Direction — Copy the entries below word for word, starting at the line that contains "Could you please point to the white" and ending with the last line of the entries.

Recorded data —
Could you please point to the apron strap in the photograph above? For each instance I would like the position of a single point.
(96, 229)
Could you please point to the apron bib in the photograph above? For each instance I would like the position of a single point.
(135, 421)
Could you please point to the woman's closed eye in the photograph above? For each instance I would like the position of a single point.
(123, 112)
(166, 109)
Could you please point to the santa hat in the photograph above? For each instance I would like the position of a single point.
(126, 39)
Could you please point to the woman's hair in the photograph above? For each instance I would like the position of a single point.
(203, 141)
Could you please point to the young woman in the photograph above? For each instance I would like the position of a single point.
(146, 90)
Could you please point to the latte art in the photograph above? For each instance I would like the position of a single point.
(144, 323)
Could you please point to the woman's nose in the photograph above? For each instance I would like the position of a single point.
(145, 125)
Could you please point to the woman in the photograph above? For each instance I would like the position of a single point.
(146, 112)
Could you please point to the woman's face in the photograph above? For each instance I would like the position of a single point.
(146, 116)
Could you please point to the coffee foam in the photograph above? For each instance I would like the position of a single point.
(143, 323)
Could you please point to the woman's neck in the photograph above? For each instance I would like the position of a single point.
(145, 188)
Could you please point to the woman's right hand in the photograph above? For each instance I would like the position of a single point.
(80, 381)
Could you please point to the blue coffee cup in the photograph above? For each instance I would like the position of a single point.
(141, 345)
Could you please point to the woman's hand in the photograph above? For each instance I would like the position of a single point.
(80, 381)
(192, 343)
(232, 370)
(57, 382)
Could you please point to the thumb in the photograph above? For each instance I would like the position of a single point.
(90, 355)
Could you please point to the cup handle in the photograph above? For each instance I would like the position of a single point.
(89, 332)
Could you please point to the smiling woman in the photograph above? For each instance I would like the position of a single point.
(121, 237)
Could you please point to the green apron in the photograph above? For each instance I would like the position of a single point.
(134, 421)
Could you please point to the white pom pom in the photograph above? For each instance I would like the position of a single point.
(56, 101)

Exercise output —
Could you please point to the white pom pom in the photograph above? For each instance I would like the position of a single point.
(56, 101)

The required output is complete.